Work to do: Rewrite the records from their start through the line containing "[343,797,415,849]" as a numbered list, leaving out blank lines.

[Raw records]
......

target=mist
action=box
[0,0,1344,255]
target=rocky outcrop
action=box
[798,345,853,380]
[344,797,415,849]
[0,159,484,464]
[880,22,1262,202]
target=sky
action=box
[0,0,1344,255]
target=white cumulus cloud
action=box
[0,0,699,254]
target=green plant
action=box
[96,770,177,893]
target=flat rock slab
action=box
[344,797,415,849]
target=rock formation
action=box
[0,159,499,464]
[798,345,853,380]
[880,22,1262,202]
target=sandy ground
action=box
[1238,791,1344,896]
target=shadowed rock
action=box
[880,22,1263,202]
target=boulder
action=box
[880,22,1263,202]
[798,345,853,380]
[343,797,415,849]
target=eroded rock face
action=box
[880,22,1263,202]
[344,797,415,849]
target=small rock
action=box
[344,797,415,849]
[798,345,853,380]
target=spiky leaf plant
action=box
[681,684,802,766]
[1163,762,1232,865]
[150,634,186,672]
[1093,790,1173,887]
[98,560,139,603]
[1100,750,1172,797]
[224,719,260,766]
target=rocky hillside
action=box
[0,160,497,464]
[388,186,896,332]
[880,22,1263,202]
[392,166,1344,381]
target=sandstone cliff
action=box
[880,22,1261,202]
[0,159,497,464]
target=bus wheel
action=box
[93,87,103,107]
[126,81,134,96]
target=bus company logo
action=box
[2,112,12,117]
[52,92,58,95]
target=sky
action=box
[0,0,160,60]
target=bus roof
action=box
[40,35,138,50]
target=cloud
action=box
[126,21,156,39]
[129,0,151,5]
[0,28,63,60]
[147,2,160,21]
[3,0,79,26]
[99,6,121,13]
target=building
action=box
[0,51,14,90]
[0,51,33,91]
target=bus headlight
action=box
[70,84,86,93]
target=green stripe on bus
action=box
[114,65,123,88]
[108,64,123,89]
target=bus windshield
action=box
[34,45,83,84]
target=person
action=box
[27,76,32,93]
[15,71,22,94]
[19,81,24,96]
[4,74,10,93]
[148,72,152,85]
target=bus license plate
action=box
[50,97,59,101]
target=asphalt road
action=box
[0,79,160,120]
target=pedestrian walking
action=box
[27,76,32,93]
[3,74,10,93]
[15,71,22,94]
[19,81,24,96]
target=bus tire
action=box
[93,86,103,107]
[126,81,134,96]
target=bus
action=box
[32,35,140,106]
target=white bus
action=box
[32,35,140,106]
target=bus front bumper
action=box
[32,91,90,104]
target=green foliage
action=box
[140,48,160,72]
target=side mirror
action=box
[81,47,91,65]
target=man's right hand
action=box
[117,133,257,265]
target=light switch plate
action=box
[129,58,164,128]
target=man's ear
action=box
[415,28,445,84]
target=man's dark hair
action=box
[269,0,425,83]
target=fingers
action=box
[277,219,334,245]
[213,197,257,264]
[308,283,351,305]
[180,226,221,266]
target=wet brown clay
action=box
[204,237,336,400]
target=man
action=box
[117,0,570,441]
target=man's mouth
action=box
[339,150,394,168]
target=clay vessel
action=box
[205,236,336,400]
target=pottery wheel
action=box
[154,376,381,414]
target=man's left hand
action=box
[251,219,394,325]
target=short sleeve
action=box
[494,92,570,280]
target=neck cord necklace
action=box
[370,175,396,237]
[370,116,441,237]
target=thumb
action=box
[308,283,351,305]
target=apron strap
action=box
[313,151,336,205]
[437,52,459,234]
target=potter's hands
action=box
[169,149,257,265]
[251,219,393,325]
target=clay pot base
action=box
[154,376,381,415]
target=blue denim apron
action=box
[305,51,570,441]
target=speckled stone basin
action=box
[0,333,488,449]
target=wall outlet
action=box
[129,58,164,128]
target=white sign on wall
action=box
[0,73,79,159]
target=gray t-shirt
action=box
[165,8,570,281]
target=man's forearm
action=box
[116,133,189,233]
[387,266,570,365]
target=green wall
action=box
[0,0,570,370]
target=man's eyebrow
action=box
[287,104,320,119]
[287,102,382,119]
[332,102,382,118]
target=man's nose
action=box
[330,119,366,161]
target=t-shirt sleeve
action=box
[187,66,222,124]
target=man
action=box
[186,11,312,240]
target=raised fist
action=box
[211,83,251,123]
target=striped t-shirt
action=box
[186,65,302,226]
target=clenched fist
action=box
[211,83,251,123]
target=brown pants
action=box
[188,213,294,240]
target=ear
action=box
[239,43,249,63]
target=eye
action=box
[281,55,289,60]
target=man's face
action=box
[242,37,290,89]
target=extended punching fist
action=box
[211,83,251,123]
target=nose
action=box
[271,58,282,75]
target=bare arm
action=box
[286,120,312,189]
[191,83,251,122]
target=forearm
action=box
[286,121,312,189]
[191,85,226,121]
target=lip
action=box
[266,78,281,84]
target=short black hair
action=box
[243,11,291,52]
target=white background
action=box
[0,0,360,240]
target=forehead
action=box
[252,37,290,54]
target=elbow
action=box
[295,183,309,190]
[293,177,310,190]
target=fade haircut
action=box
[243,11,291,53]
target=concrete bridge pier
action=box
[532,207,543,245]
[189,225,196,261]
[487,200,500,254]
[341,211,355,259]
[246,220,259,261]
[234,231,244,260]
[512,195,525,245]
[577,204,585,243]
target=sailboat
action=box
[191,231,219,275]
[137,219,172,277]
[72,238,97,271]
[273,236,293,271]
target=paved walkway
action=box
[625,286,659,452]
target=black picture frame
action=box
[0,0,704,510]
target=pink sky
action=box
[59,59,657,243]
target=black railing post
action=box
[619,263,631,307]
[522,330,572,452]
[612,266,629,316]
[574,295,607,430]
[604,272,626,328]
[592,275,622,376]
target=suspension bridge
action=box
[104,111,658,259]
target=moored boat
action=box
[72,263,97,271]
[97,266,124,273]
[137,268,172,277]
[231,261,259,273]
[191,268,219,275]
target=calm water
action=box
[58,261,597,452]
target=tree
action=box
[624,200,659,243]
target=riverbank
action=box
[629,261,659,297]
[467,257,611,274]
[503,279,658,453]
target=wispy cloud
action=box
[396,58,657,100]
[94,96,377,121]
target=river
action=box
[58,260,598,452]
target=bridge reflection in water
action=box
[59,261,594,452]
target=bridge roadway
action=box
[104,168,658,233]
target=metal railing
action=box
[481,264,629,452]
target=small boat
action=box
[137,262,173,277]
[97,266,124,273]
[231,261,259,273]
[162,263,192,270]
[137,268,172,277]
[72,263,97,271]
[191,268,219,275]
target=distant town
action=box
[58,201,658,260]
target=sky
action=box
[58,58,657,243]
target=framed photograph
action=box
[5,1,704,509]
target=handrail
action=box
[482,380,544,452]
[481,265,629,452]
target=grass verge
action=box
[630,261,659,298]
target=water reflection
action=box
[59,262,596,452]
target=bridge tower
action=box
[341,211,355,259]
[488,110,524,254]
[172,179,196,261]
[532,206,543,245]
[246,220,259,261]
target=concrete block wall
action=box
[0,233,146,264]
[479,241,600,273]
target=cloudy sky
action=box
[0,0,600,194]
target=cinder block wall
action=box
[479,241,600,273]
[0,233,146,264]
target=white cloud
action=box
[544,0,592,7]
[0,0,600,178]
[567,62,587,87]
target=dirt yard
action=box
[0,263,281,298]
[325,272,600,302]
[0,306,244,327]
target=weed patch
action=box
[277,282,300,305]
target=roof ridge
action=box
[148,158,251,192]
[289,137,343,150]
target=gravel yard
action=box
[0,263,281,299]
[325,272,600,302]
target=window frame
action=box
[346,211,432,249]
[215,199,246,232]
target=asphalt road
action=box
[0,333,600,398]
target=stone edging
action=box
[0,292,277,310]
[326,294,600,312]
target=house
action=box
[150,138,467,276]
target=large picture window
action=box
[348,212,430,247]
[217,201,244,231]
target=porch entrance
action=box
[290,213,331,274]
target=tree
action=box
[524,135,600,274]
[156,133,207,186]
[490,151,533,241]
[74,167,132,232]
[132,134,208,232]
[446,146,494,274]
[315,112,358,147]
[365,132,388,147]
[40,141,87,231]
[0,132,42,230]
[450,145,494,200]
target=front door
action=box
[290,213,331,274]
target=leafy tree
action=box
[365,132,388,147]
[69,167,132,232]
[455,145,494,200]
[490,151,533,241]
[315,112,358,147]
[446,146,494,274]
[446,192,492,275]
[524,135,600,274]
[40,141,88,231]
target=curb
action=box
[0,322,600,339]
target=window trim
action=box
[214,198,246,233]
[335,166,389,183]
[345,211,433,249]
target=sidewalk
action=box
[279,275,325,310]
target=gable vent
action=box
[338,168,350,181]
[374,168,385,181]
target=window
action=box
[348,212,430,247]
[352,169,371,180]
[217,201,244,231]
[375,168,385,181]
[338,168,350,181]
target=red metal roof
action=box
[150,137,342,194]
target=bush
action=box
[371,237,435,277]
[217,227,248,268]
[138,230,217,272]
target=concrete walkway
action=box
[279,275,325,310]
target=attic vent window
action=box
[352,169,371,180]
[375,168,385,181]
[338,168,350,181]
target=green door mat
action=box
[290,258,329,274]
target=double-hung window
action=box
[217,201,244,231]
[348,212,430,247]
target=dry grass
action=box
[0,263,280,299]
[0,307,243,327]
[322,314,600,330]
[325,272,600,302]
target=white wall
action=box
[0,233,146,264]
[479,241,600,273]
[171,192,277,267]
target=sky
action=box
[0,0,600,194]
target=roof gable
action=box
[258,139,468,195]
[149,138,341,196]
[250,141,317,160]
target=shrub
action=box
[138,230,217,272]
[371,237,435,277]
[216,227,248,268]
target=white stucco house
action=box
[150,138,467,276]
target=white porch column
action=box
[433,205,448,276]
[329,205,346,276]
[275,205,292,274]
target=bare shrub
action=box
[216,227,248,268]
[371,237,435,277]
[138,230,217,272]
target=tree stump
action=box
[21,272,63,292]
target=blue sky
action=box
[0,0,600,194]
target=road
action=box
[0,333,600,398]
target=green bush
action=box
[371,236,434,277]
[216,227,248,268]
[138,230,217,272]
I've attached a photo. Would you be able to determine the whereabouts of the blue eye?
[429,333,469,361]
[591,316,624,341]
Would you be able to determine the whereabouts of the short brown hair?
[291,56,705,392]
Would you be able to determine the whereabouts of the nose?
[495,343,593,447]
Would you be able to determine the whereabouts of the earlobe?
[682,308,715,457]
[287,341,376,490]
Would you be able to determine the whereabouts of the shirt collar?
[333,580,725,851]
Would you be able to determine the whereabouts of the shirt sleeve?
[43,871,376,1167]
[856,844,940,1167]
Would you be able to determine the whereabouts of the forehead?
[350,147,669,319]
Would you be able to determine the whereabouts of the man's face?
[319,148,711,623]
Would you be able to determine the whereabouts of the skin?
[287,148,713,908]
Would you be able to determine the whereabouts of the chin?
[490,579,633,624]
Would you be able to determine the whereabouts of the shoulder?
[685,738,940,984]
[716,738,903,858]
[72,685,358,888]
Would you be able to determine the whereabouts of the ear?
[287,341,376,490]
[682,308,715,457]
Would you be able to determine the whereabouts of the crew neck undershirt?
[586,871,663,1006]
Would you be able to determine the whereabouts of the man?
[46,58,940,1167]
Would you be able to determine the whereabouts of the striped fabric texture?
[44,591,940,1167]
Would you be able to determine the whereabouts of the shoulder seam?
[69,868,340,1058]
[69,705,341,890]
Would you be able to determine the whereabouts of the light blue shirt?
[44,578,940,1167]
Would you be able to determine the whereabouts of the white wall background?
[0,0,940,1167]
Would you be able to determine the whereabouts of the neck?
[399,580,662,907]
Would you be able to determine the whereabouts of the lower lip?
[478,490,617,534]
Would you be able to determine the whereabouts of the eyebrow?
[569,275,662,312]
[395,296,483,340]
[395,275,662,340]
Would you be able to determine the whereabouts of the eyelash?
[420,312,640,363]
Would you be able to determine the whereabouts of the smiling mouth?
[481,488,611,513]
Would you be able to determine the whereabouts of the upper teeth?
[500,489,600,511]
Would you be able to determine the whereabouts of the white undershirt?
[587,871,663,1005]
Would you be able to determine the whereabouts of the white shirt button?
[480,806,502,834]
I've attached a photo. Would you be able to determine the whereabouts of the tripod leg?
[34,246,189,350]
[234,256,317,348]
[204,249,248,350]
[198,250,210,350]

......

Answer to the exercise:
1. target=mist
2. action=box
3. [0,0,1344,255]
4. target=rocky outcrop
5. action=box
6. [798,345,853,380]
7. [344,797,415,849]
8. [0,159,484,464]
9. [880,22,1262,202]
10. target=sky
11. action=box
12. [0,0,1344,255]
13. target=white cumulus cloud
14. action=box
15. [0,0,699,254]
16. target=green plant
17. action=box
18. [96,770,177,893]
19. target=flat rock slab
20. action=box
21. [344,797,415,849]
22. target=rock formation
23. action=box
24. [0,159,499,464]
25. [798,345,853,380]
26. [880,22,1262,202]
27. target=sandy ground
28. action=box
29. [1238,791,1344,896]
30. target=shadowed rock
31. action=box
32. [880,22,1263,202]
33. target=boulder
34. action=box
35. [880,22,1263,202]
36. [798,345,853,380]
37. [343,797,415,849]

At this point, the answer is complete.